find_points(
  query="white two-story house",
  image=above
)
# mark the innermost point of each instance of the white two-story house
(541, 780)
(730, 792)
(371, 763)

○ ○ ○ ○ ○

Exercise brief
Write out every line of the listing above again, requests included, and shift each coordinate in the answer points up by 9.

Task solution
find_points(
  query="white two-story house",
  image=above
)
# mark the innermost point of each instance of the white two-story house
(550, 789)
(739, 801)
(380, 772)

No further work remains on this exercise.